_TASK DETAILS_: Would you please write out each entry precisely as given?

_RECORD EXCERPTS_:

%%

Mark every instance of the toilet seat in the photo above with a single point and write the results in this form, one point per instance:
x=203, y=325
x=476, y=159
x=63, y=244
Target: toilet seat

%%

_THE COMPLETED TASK_:
Mark every instance of the toilet seat in the photo above with a single point and write the results in this form, one point per instance:
x=203, y=325
x=476, y=159
x=63, y=244
Target: toilet seat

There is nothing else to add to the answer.